§ Requests
a - From the loan-notice provision, list each item that the Borrower's notice of a Revolving Credit Loan must specify.
b - Reproduce verbatim the stretch of the loan-notice provision from "2.4 Notice and" through "with the Bank.".

§ Excerpt to read
2.4 Notice and Manner of Borrowing. Borrower agrees to give the Bank
notice of any Revolving Credit Loan under this Agreement, at least one (1)
Business Day before each Prime Loan, and at least three (3) Business Days before
each LIBOR Loan, specifying: (a) the date of such Loan; (b) the amount of such
Loan; (c) the type of Loan; and (d) in the case of a LIBOR Loan, the duration of
the Interest Period applicable thereto. Not later than 3:00 P.M. (eastern
standard time) on the date of such Revolving Credit Loan and upon fulfillment of
the applicable conditions set forth in Article VII, the Bank will make such
Revolving Credit Loan available to the Borrower in immediately available funds
by crediting the amount thereof to the Borrower's account with the Bank.
All notice given under this Section 2.4 shall be irrevocable and shall be
given not later than 11:00 A.M. (eastern standard time) on the day which is not
less than the number of Business Days specified above for such notice.

§ Data drawn from a collection
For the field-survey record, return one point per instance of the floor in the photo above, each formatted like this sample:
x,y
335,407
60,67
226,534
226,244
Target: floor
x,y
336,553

§ Solutions to the exercise
a -
(a) the date of such Loan
(b) the amount of such Loan
(c) the type of Loan
(d) in the case of a LIBOR Loan, the duration of the Interest Period applicable thereto

b -
2.4 Notice and Manner of Borrowing. Borrower agrees to give the Bank
notice of any Revolving Credit Loan under this Agreement, at least one (1)
Business Day before each Prime Loan, and at least three (3) Business Days before
each LIBOR Loan, specifying: (a) the date of such Loan; (b) the amount of such
Loan; (c) the type of Loan; and (d) in the case of a LIBOR Loan, the duration of
the Interest Period applicable thereto. Not later than 3:00 P.M. (eastern
standard time) on the date of such Revolving Credit Loan and upon fulfillment of
the applicable conditions set forth in Article VII, the Bank will make such
Revolving Credit Loan available to the Borrower in immediately available funds
by crediting the amount thereof to the Borrower's account with the Bank.